#### [Exercise]
From the text on drone injuries and California product liability, please name the three sources a defect can derive from under California product liability standards.

#### [Text shown]
##############################

We all love modern advances. They certainly make life easier, more exciting, and presumably safer, but what happens if your drone ends up injuring you or someone else through no fault of your own - perhaps because of a malfunction? Can you file a lawsuit to recover damages?

 

Fortunately, California has pretty strong consumer-friendly product liability laws on the books. These laws establish strict liability standards on designers, manufacturers, suppliers, and retailers, meaning that you do not have to prove negligence on their part. They are strictly liable if their products cause injuries when used correctly or as advertised.

 

If you or a loved one has suffered an injury due to a defective product in or around Glendale, California, or nearby in Burbank or Los Angeles, or anywhere in the San Fernando Valley or the San Gabriel Valley, contact me at Fitzgerald Law.

 

I have more than three decades of experience in fighting for those who lack the resources to do so for themselves. I will listen to your story, assess liability, and advise you of your options going forward to seek the compensation you need.

Understanding Product Liability

 

When someone mentions the term "product defect," we often envision some part of a machine or device that malfunctions because of a manufacturing issue.

 

Under California product liability standards, however, defects can derive from three sources: pre-manufacture (in the design itself), the manufacturing process itself, or from marketing or instructional oversights (the product lacked proper operating instructions or warnings).

 

Therefore, if a product injures someone who is using it correctly, different persons or entities in the supply chain can be held liable, including the designer, the manufacturer, and even the supplier or retailer. Sometimes, it can be a combination.

 

What Is Strict Liability?
In most cases of personal injury legal claims, the plaintiff - the person injured - must show that the defendant - the one accused of causing the injury - was negligent or reckless. In other words, they failed to exercise a reasonable duty of care not to cause injury to others through their actions or inactions.

##############################

#### [Supplied material]

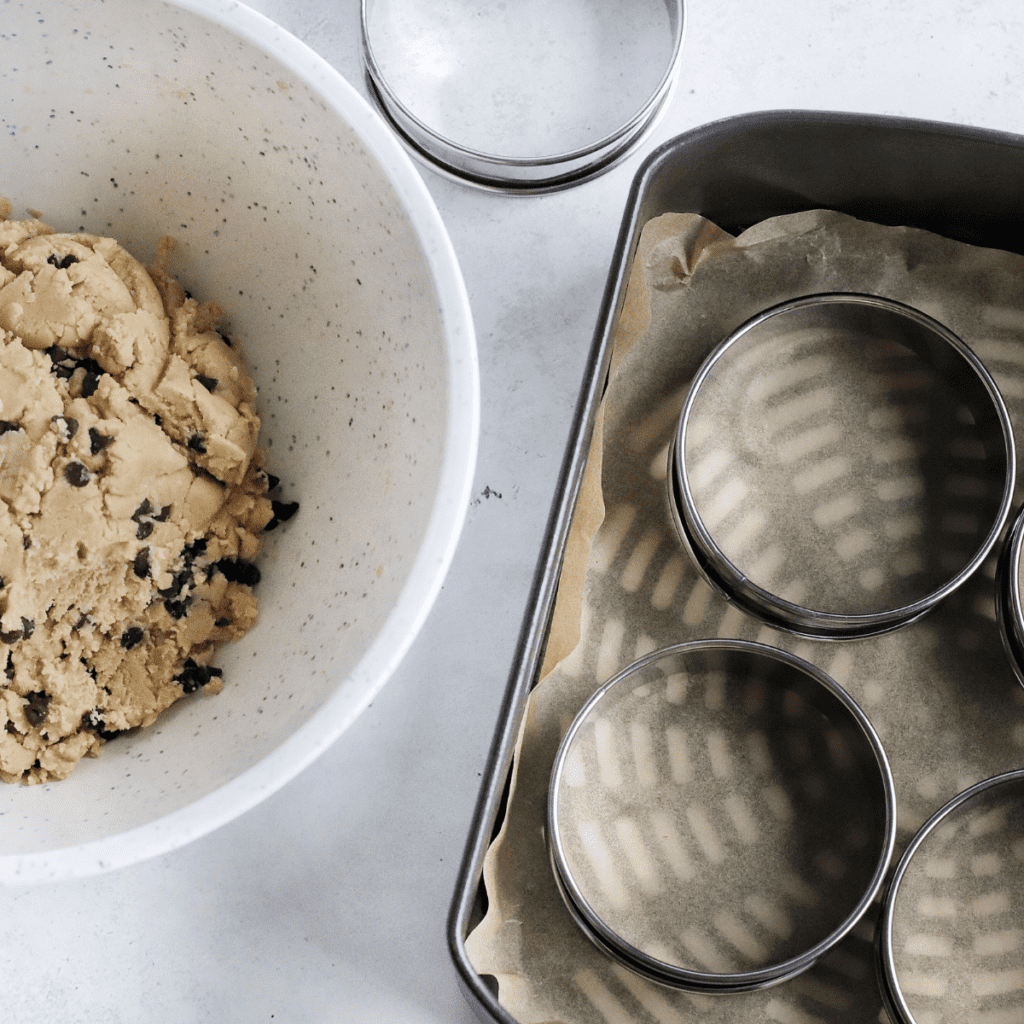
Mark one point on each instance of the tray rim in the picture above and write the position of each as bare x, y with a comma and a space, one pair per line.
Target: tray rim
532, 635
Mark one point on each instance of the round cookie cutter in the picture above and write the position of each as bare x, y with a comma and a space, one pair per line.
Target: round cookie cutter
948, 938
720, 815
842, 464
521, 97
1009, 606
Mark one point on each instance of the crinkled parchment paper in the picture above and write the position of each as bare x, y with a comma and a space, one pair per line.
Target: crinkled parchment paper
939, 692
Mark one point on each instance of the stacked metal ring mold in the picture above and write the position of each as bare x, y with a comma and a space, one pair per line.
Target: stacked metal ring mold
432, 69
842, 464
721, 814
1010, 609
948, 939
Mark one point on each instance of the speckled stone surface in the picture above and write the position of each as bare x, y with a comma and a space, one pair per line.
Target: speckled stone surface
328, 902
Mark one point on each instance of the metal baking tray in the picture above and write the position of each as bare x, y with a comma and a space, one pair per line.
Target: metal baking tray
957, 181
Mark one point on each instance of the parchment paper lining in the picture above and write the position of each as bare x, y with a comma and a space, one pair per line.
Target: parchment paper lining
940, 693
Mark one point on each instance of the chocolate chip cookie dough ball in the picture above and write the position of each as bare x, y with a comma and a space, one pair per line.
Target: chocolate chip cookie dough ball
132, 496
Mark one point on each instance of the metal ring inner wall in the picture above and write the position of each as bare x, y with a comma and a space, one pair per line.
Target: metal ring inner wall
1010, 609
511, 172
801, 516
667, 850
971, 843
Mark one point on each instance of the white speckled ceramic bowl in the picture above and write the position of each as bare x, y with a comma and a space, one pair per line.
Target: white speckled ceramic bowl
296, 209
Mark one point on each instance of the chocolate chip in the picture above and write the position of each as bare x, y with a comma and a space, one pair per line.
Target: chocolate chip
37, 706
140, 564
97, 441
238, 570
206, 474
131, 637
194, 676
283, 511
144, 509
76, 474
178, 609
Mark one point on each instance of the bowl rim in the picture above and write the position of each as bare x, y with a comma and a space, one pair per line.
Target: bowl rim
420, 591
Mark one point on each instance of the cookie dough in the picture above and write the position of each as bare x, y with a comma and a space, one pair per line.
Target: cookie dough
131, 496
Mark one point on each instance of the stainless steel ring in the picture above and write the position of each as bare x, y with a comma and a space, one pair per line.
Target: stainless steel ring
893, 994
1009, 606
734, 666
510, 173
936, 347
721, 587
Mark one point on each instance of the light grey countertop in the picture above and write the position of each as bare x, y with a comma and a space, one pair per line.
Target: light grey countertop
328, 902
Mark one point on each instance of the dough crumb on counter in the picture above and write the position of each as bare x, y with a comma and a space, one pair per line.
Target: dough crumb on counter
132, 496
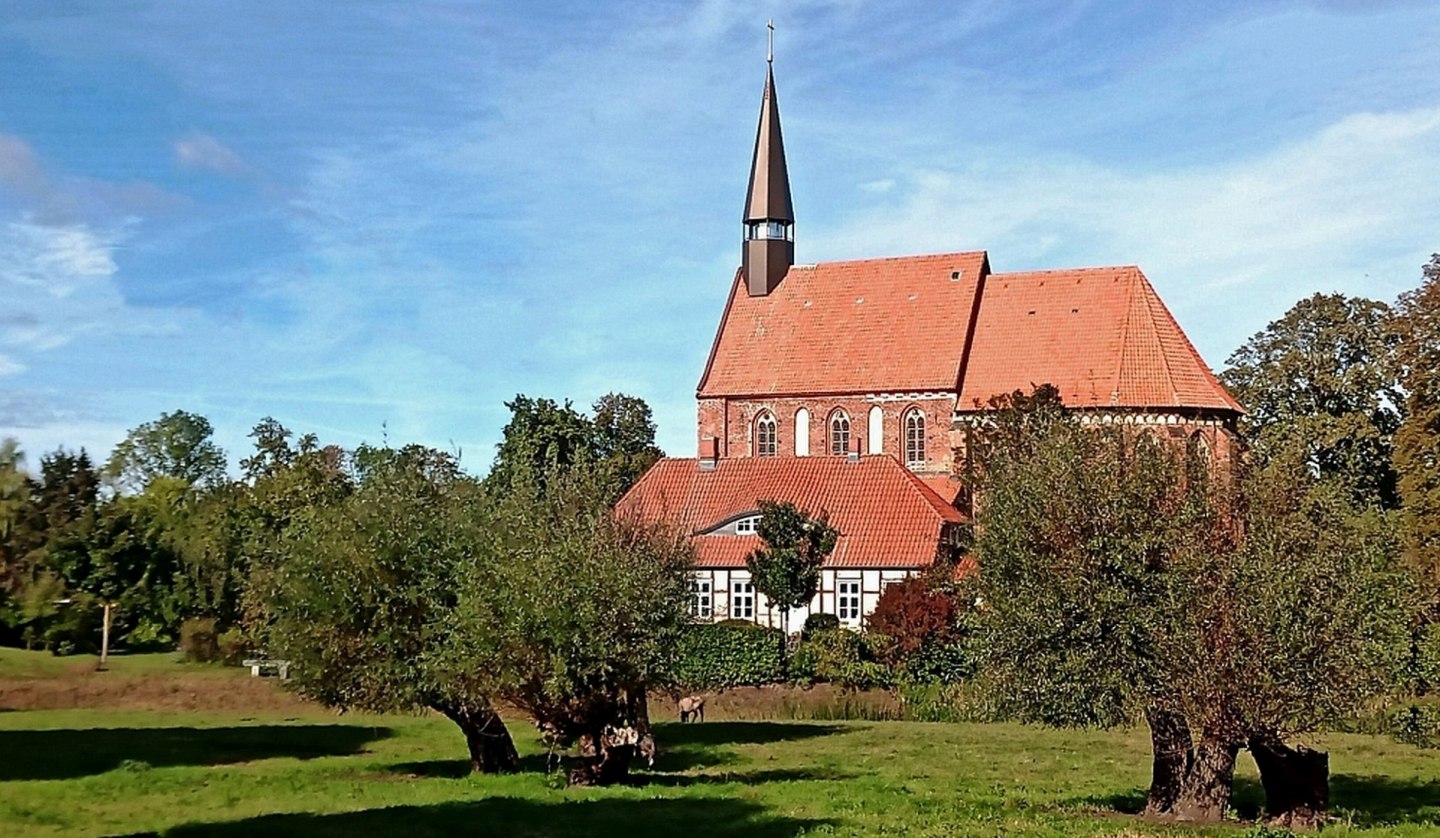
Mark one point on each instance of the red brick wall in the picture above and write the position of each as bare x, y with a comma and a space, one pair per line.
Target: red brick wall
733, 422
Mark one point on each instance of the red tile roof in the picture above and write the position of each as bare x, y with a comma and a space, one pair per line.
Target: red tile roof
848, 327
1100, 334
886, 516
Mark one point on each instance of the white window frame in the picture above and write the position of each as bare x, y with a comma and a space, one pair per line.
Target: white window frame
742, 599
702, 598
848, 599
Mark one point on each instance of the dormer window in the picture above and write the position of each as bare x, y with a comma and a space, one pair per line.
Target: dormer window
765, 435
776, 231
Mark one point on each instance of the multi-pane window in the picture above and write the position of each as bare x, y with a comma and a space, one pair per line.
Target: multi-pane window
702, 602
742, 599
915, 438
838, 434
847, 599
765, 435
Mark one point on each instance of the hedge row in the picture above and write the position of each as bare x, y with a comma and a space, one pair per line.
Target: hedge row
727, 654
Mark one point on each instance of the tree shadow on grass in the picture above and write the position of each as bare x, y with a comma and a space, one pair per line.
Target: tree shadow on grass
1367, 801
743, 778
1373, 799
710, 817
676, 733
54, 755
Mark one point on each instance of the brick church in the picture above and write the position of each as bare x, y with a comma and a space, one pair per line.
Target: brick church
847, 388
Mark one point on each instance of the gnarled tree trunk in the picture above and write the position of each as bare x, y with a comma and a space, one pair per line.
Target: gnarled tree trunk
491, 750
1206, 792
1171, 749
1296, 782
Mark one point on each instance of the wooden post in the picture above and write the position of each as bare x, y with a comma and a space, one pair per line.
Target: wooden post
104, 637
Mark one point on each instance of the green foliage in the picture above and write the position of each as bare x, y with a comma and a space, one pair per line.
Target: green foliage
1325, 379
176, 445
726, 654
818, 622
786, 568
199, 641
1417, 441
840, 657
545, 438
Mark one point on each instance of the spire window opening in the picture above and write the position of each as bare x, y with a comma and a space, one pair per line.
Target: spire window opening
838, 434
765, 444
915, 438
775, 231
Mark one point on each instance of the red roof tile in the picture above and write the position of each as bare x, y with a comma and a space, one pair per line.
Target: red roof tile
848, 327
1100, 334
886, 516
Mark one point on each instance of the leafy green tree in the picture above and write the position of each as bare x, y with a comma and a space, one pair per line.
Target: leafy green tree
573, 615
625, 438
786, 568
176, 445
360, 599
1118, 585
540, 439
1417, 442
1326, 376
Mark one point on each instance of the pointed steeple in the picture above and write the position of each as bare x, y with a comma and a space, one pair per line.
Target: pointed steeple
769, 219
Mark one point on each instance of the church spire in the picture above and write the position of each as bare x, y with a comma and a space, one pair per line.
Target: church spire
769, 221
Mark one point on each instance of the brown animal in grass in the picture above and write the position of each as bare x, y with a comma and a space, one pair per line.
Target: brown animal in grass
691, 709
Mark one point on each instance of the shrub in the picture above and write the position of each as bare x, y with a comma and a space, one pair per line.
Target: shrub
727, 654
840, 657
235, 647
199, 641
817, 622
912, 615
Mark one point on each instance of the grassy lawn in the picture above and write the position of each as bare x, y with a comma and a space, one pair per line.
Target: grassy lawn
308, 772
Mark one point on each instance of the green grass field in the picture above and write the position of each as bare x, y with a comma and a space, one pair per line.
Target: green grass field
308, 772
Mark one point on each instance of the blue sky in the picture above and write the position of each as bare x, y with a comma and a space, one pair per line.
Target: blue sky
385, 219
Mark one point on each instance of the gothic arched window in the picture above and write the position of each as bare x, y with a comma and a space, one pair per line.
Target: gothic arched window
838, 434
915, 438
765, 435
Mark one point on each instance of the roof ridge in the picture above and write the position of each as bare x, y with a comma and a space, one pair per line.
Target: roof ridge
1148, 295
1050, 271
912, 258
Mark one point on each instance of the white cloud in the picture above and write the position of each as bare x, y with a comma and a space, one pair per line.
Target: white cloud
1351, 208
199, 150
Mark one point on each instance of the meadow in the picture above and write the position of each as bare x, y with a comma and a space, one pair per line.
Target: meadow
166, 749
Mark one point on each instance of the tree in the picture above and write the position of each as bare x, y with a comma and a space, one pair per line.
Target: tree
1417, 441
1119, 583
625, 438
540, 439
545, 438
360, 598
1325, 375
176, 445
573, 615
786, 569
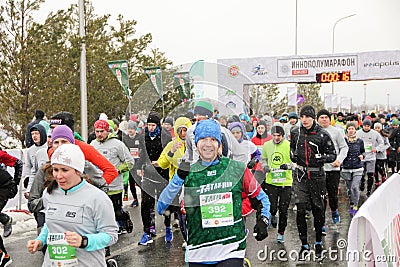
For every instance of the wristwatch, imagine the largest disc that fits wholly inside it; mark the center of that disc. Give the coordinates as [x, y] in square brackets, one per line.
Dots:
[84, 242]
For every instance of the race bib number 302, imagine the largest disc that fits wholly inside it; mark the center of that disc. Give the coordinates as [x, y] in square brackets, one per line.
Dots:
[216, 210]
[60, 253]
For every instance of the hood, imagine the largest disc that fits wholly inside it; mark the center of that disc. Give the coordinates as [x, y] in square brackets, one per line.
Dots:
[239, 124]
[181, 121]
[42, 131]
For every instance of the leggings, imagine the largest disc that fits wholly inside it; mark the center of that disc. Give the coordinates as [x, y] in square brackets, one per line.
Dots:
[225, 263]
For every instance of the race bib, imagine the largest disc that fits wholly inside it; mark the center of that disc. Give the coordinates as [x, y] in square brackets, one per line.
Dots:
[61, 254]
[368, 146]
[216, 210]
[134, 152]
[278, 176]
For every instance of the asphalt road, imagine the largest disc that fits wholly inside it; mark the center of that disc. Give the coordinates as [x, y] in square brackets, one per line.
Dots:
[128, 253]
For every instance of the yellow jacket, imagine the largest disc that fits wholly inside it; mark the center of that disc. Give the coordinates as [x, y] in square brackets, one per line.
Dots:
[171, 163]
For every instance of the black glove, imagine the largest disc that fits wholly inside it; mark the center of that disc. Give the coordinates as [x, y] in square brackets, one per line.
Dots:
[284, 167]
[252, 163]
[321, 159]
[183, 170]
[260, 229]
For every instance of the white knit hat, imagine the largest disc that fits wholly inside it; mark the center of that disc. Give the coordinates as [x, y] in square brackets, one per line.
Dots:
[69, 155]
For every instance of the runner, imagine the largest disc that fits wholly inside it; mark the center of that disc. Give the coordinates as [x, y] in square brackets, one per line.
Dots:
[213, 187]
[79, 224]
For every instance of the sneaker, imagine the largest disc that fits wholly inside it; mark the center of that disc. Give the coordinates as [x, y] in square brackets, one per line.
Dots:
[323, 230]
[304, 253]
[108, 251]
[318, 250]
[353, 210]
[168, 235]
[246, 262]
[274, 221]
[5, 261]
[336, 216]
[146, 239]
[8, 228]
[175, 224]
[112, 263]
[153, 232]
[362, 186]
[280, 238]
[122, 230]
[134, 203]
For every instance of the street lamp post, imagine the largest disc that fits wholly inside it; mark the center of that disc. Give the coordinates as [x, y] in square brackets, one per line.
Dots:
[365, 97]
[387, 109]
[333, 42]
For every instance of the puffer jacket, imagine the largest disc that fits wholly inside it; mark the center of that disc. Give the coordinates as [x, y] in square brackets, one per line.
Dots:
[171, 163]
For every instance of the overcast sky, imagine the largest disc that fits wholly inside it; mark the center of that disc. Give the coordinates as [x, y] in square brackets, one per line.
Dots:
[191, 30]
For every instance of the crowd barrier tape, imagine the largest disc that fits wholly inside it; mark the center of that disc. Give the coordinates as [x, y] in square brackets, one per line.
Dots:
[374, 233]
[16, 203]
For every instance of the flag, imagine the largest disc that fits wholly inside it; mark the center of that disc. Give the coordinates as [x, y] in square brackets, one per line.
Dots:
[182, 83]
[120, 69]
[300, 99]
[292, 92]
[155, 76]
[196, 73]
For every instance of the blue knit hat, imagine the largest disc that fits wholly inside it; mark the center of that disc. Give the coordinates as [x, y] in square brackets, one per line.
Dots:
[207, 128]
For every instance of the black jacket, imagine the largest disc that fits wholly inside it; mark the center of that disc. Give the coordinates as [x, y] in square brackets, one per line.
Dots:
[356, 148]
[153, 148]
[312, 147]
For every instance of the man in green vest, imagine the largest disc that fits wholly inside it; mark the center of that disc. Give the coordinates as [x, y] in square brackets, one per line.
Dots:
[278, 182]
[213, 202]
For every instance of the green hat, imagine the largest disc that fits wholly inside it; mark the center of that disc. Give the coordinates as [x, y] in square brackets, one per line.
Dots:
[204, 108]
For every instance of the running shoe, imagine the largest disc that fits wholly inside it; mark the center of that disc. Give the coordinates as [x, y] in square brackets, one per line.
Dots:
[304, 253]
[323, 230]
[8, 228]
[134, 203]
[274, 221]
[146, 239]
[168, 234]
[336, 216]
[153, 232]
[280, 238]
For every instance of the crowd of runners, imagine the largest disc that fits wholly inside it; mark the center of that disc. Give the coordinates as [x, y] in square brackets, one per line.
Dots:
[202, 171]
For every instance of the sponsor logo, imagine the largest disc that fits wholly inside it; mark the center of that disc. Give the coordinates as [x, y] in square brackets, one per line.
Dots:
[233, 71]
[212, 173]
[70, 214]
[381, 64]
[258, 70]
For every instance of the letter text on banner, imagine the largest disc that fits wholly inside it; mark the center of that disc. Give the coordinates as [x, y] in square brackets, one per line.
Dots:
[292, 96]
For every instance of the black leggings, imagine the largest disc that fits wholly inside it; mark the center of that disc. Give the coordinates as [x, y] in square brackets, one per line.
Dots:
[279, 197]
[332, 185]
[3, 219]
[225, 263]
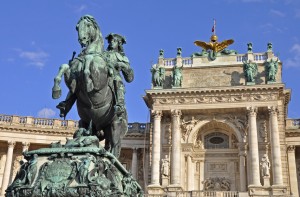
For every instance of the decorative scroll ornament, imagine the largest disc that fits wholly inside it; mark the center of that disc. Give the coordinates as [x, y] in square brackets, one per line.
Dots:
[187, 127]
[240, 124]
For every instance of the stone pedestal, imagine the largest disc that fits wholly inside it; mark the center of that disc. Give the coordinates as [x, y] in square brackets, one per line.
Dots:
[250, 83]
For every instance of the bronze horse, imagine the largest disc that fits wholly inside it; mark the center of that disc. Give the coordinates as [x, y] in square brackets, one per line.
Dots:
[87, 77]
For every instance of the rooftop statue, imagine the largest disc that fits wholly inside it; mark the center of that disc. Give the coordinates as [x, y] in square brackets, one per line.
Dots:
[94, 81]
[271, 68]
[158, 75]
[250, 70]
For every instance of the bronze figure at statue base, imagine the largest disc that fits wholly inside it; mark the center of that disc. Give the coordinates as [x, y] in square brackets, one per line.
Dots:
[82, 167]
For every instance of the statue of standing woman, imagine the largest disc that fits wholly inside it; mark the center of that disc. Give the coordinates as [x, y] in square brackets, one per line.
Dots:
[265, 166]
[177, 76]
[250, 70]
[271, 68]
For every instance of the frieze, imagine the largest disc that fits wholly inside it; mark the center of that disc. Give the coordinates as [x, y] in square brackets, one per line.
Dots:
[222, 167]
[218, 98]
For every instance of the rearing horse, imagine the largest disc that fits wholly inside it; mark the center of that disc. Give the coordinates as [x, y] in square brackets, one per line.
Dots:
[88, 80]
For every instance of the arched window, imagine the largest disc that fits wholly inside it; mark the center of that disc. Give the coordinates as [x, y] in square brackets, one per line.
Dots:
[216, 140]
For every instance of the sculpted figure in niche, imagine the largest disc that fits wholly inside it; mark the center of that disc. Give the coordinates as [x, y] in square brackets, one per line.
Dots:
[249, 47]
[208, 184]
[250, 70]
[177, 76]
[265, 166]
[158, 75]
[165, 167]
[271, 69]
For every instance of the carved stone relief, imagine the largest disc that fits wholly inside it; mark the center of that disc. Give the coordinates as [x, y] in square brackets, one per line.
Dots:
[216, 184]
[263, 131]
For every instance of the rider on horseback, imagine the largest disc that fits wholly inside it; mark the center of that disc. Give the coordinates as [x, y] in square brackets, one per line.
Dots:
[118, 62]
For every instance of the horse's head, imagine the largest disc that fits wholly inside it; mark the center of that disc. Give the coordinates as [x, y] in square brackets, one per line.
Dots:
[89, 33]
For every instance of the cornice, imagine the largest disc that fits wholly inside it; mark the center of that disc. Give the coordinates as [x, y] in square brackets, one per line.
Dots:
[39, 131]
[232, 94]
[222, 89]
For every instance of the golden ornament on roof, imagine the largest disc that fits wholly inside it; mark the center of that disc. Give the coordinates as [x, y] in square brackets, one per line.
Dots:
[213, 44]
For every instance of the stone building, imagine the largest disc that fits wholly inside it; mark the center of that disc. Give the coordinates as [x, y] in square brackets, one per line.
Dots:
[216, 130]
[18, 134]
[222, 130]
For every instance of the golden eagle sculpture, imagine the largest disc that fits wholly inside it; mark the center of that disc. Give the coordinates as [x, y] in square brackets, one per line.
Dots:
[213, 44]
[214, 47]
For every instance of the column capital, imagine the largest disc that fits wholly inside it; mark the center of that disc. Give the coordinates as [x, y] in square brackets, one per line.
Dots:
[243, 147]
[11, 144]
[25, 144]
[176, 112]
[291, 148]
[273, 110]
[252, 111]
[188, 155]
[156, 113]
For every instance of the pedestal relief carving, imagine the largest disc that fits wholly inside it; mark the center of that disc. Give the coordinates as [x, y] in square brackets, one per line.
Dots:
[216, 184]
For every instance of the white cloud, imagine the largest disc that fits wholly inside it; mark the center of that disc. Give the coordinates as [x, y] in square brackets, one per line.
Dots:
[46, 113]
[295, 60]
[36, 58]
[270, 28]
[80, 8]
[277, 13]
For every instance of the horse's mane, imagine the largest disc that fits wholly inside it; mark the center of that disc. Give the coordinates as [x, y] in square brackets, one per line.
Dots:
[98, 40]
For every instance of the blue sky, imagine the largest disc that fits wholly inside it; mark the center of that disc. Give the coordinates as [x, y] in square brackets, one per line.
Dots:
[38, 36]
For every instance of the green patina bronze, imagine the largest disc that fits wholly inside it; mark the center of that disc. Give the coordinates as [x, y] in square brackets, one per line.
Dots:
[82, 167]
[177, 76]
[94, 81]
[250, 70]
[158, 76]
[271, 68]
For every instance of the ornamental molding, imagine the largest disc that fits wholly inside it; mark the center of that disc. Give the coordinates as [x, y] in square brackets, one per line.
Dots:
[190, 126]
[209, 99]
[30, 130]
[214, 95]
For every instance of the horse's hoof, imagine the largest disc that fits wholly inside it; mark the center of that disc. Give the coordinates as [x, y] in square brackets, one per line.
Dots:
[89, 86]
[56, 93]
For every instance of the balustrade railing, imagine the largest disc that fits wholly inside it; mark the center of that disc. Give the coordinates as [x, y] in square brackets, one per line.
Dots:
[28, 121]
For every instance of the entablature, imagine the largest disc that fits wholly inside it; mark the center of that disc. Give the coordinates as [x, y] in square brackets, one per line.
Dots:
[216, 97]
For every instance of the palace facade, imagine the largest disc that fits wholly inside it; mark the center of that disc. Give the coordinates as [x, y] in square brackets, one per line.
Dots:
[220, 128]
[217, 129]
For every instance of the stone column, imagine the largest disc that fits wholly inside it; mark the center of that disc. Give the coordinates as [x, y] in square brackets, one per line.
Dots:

##############################

#### [Task answer]
Pre-manufacture (in the design itself), the manufacturing process itself, and marketing or instructional oversights.